THE TASK:
All of the material should be reproduced exactly, with pictures left out.

◆ ◆ ◆ ◆ ◆

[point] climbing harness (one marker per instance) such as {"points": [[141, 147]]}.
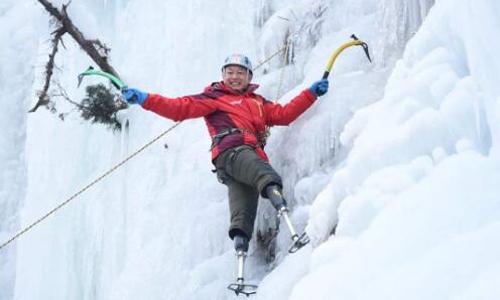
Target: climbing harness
{"points": [[216, 139], [119, 84]]}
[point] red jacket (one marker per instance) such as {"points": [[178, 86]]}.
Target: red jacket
{"points": [[224, 108]]}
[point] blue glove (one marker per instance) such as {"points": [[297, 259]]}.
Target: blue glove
{"points": [[134, 96], [319, 88]]}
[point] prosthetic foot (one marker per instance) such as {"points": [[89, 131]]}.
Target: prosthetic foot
{"points": [[239, 287], [277, 200]]}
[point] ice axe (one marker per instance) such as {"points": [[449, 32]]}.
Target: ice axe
{"points": [[114, 80], [354, 42]]}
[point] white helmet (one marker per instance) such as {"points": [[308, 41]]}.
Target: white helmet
{"points": [[238, 60]]}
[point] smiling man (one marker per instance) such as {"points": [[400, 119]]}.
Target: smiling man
{"points": [[236, 118]]}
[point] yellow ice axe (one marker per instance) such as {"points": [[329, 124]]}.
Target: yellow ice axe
{"points": [[355, 42]]}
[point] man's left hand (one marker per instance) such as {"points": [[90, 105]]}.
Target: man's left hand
{"points": [[319, 88]]}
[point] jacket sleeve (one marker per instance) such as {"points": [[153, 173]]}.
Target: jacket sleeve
{"points": [[277, 114], [182, 108]]}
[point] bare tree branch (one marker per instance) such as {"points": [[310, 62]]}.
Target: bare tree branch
{"points": [[43, 97], [91, 47]]}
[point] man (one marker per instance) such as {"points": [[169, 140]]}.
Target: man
{"points": [[236, 118]]}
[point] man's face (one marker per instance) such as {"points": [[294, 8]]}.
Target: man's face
{"points": [[236, 77]]}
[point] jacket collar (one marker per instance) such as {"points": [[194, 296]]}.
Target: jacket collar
{"points": [[221, 87]]}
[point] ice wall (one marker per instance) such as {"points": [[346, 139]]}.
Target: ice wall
{"points": [[17, 64]]}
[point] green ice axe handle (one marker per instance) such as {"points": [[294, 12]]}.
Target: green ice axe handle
{"points": [[114, 80], [354, 42]]}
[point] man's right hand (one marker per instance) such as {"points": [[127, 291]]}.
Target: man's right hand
{"points": [[134, 96]]}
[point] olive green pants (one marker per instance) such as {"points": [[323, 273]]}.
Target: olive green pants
{"points": [[246, 176]]}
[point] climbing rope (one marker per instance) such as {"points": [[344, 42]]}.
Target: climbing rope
{"points": [[88, 186], [28, 228]]}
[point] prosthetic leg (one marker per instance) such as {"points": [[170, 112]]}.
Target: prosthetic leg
{"points": [[241, 247], [277, 200]]}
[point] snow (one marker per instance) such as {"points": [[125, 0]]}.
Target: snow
{"points": [[400, 159]]}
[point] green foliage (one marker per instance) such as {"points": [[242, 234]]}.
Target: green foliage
{"points": [[100, 106]]}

◆ ◆ ◆ ◆ ◆

TASK OUTPUT:
[point] climbing harness (one marker per instance) such as {"points": [[141, 147]]}.
Target: climbing harness
{"points": [[216, 139], [119, 84]]}
[point] red jacket (one marker per instance) such as {"points": [[178, 86]]}.
Target: red jacket
{"points": [[224, 108]]}
[point] blue glove (one marker per instance) such as {"points": [[297, 259]]}.
Target: blue glove
{"points": [[134, 96], [319, 88]]}
[point] prosthetic foot (one marker per instance) such as {"points": [[89, 131]]}.
Target: prosthetic foot
{"points": [[239, 287], [277, 200]]}
[point] ice axe (one marker per instance) such as {"points": [[449, 32]]}.
Target: ice axe
{"points": [[114, 80], [354, 42]]}
[point] white helmet (one marker per instance) such as {"points": [[308, 41]]}.
Target: white helmet
{"points": [[238, 60]]}
[point] smiling man (one marker per instance) such as {"points": [[400, 119]]}.
Target: smiling man
{"points": [[236, 118]]}
[point] yellow ice axe (one marker per instance) such as {"points": [[329, 124]]}.
Target: yellow ice axe
{"points": [[355, 42]]}
[point] man's left hand (one marker per instance) such as {"points": [[90, 105]]}.
Target: man's left hand
{"points": [[319, 88]]}
[point] jacket sleeve (one marker per instance) such as {"points": [[153, 173]]}.
Target: jacket sleeve
{"points": [[277, 114], [182, 108]]}
[point] bare tree branch (one marker per instance) such as {"points": [[310, 62]]}.
Target: bare tree branch
{"points": [[43, 97], [91, 47]]}
[point] man (one marker per instance) such as {"points": [[169, 140]]}.
Target: man
{"points": [[236, 118]]}
[point] man's face (one marker per instance) such as {"points": [[294, 8]]}.
Target: man's face
{"points": [[236, 77]]}
[point] jacket collar (one marker per instance) such as {"points": [[194, 296]]}.
Target: jacket collar
{"points": [[221, 87]]}
[point] ice wall (one marker per instance) such as {"points": [[346, 139]]}.
Target: ice wall
{"points": [[17, 64]]}
[point] green ice axe handle (one marker per instance) such as {"points": [[294, 12]]}.
Target: green ice axe handle
{"points": [[114, 80], [354, 42]]}
[point] man's right hand (one marker per instance) such as {"points": [[127, 291]]}.
Target: man's right hand
{"points": [[134, 96]]}
[point] olive green pants (one marker per instance) such as {"points": [[323, 273]]}.
Target: olive green pants
{"points": [[246, 176]]}
[point] climbing rope (one marker per instance) such as {"points": [[344, 42]]}.
Target: climbing rope
{"points": [[88, 186], [28, 228]]}
[point] prosthetic leg (one marker per instance) such as {"points": [[170, 112]]}.
Target: prosthetic leg
{"points": [[241, 247], [277, 200]]}
[point] snow (one marker per instance) such as {"points": [[125, 0]]}.
Target: snow
{"points": [[400, 159]]}
[point] green foliage (one marker per instance) such as {"points": [[242, 234]]}.
Target: green foliage
{"points": [[100, 106]]}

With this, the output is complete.